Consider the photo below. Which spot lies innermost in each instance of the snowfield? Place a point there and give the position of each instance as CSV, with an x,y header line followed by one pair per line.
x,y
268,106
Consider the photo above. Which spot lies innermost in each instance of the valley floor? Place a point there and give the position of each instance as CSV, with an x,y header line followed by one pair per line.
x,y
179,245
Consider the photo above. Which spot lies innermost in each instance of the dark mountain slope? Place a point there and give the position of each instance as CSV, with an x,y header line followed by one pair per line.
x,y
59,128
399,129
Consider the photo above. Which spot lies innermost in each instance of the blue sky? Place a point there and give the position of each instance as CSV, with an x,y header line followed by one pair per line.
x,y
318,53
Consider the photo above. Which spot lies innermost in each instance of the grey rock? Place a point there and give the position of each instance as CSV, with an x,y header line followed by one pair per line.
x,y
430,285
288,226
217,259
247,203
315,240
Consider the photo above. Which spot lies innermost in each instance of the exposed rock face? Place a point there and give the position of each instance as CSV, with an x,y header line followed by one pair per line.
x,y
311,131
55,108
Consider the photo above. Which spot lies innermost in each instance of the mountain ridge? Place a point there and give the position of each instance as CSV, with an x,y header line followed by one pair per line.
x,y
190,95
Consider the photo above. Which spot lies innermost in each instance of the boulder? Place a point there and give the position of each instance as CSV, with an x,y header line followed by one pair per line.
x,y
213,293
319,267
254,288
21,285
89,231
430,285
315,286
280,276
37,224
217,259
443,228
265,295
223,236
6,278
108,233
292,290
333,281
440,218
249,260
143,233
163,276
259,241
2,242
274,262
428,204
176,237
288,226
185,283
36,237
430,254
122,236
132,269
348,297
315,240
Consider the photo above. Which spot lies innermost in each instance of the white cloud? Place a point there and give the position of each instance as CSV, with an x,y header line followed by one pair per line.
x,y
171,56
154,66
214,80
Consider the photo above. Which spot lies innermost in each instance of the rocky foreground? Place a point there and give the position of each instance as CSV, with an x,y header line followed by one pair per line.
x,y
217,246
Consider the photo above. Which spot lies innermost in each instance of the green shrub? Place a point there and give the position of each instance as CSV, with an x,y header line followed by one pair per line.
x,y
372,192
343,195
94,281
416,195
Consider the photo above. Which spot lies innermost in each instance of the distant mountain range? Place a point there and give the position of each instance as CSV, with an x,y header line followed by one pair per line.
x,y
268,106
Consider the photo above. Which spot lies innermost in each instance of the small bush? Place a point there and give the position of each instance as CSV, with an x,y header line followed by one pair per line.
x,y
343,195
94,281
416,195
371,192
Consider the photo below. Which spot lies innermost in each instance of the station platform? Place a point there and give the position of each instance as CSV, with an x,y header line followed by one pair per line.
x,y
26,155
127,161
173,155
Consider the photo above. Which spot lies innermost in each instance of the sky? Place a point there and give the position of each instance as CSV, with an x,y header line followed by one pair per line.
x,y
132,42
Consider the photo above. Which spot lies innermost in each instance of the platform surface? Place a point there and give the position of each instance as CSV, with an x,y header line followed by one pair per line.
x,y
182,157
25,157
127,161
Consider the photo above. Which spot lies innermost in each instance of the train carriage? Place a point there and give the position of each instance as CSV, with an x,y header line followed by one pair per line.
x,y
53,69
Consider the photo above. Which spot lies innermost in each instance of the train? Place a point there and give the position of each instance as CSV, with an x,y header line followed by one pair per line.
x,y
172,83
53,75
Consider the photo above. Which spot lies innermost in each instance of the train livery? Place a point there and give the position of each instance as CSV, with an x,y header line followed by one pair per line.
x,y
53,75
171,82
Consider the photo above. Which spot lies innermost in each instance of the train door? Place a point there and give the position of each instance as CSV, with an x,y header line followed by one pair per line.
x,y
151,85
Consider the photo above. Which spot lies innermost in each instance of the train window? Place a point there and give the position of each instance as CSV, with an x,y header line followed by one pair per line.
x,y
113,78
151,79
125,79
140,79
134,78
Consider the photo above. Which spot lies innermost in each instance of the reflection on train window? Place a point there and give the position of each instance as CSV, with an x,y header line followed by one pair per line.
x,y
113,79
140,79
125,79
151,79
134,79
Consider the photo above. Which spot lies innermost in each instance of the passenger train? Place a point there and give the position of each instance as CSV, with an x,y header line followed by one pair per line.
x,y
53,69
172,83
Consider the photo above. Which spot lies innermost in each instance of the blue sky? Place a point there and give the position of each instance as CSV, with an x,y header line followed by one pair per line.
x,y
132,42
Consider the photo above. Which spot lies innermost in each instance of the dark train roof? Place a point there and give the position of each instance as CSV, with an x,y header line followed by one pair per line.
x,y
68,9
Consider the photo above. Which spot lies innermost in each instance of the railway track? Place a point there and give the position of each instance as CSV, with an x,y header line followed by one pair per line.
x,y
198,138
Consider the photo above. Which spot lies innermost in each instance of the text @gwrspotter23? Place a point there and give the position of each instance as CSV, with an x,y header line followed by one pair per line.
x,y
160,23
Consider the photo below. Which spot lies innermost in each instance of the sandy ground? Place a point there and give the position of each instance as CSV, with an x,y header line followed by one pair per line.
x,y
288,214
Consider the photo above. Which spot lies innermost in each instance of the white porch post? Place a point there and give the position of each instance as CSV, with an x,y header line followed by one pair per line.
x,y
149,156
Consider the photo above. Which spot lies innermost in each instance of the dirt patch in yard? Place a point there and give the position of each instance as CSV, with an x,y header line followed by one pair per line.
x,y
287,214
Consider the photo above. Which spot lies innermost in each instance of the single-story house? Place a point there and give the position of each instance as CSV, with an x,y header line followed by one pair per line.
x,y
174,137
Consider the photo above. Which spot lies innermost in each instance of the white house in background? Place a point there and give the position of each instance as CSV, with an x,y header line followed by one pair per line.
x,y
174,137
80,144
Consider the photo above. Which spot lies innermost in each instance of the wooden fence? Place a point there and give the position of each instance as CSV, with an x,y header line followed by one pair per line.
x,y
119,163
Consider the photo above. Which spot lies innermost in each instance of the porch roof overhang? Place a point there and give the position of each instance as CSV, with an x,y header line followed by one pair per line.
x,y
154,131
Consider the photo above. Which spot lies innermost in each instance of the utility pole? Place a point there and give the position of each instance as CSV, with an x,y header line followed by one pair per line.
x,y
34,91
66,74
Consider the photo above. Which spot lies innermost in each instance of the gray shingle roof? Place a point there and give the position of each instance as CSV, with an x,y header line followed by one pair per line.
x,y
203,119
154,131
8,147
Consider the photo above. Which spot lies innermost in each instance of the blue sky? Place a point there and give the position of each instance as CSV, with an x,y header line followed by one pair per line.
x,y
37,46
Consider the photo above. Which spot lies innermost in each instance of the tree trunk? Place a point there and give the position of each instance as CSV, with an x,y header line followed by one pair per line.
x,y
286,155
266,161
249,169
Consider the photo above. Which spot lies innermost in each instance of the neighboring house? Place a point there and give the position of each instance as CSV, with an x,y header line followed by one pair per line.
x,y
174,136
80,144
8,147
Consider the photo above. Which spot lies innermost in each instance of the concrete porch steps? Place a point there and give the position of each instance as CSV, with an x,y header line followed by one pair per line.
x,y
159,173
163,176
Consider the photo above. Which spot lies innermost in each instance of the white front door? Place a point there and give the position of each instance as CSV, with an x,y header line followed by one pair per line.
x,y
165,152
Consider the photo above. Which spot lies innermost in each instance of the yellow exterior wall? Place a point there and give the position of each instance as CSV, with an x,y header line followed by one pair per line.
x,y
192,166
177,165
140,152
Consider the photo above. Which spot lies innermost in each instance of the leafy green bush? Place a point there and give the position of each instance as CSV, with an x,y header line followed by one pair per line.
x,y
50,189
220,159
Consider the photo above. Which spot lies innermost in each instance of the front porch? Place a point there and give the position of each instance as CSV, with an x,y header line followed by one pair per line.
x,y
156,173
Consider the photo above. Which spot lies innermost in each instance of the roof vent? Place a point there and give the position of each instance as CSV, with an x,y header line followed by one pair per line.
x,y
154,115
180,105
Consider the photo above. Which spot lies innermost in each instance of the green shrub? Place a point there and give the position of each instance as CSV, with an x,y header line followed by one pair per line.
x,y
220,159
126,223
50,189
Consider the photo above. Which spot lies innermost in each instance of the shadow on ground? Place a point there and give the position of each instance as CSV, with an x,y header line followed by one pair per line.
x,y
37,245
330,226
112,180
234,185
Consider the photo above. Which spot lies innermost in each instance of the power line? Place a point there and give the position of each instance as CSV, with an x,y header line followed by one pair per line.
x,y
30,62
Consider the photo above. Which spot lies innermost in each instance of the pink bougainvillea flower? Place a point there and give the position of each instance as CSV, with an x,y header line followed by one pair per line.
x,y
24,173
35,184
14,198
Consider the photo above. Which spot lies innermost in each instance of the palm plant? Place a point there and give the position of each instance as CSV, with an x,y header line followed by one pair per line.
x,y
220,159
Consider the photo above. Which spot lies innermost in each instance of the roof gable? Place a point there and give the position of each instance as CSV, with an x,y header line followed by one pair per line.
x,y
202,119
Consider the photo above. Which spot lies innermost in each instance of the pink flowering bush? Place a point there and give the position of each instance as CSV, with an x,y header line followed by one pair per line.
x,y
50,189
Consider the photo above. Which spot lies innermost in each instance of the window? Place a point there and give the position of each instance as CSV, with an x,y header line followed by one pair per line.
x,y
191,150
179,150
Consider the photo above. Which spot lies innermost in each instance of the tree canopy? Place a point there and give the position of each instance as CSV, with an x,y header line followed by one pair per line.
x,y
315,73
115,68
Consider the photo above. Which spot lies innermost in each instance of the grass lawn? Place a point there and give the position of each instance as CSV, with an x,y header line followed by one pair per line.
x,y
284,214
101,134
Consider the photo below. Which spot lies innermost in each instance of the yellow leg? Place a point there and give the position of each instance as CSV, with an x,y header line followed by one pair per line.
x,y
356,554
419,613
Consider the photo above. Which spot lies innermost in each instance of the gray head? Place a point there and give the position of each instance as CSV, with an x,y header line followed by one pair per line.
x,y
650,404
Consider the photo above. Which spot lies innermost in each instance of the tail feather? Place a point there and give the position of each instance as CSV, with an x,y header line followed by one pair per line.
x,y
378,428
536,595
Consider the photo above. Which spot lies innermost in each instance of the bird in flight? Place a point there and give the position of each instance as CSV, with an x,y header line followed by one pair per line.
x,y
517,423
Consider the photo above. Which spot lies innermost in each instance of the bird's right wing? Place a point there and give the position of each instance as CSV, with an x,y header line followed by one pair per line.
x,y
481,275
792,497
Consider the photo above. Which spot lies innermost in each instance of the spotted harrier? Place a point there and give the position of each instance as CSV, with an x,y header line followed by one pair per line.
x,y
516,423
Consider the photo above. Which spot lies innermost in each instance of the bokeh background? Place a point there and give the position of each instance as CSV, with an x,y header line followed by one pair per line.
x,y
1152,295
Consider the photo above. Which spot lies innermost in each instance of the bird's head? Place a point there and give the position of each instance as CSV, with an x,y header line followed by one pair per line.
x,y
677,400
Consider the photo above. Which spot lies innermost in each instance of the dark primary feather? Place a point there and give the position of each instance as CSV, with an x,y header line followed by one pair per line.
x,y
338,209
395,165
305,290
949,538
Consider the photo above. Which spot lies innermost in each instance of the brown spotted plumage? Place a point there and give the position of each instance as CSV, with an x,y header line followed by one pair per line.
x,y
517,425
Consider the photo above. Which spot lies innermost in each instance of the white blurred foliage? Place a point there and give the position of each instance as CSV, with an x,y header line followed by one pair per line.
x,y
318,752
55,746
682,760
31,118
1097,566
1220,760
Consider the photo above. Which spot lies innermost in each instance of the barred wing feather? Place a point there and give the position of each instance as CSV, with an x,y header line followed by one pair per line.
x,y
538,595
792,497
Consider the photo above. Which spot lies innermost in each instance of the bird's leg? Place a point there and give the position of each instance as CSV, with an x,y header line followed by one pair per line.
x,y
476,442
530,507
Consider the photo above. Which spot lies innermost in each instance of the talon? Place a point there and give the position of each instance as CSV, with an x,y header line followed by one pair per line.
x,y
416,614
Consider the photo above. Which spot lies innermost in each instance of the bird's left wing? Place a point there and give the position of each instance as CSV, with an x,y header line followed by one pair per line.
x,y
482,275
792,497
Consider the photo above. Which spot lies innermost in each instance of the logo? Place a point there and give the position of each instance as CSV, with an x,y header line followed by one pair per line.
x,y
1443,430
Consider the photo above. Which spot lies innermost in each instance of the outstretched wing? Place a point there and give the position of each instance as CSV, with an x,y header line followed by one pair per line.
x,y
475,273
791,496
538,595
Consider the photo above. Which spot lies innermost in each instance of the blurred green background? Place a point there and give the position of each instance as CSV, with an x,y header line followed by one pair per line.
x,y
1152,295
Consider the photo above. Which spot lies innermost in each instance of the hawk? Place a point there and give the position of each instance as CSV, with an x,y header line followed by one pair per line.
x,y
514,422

▶ [WHAT THE TASK REQUIRES]: Give back only the lines from the one containing "the bird's left" through the final line of the entries above, exactly as written, both included.

▶ [REPLY]:
Consider the photo above. Which spot lies innermost in each instance of the bird's left wing? Place a point there and give the position of each instance as CSV, with an x,y header line followed by one pair per line.
x,y
482,275
792,497
Consider the photo above. Which spot lies innermost in each instance of the logo? Place a point there and give the position of each instance as CSV, with an x,y header line followed by one pair per line.
x,y
1443,430
Consider the photo above. Which spot lies innermost in each instance of the outstretched wing? Place a point there and give the position of each instance as CSV, with an x,y header line followed by one pair per line.
x,y
475,273
791,496
538,595
Consider the photo above. Which spot lies innermost in each instance of the blurred green background? Place a point there and give the position of each instance as CSV, with an x,y header line followed by one pair per line.
x,y
1152,295
Consider the photo above. Which spot lies innermost in each instance of the hawk? Place a point there and give the position of each instance as CSV, with an x,y header line followed by one pair per line.
x,y
514,422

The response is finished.